Directions: Could you please output all of the records exactly?
^^^^
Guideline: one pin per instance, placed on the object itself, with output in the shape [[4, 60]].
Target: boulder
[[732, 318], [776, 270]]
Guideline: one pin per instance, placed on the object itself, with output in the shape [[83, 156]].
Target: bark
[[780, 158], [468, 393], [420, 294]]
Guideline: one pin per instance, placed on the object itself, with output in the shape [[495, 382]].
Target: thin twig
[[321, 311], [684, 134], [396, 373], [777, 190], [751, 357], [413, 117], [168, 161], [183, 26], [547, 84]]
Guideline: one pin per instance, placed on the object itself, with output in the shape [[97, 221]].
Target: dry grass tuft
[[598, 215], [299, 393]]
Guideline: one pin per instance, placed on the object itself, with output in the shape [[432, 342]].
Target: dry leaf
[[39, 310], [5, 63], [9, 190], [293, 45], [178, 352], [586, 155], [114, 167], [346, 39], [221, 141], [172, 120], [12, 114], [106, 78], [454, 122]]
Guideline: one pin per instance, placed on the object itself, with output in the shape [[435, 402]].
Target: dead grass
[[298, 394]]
^^^^
Result for this exercise:
Guideline: one pin per instance, placed on the object itself, with output in the shape [[4, 60]].
Target: boulder
[[732, 318], [776, 270]]
Guideline: one pin per instance, placed on the object itself, with output in the shape [[83, 156]].
Target: bark
[[780, 158], [468, 393], [420, 294]]
Guideline: one pin per instance, placed on the object itself, with output in the shape [[495, 382]].
Target: thin twig
[[321, 311], [684, 134], [396, 373], [777, 190], [751, 357], [413, 117], [168, 161], [183, 26], [547, 84]]
Guideline: one pin per instance, placed on the object itself, with output in the shape [[97, 221]].
Target: dry grass tuft
[[598, 215], [299, 393]]
Guideline: one pin per instance, placed on the object itself, with output in the shape [[432, 342]].
Target: dry leaf
[[39, 310], [5, 63], [9, 190], [293, 45], [178, 352], [586, 155], [114, 167], [346, 39], [221, 141], [172, 120], [12, 114], [106, 78], [454, 122]]
Guideline: one pin per instance, placed on the object itself, with output in the shape [[435, 402]].
Target: dead grass
[[298, 394]]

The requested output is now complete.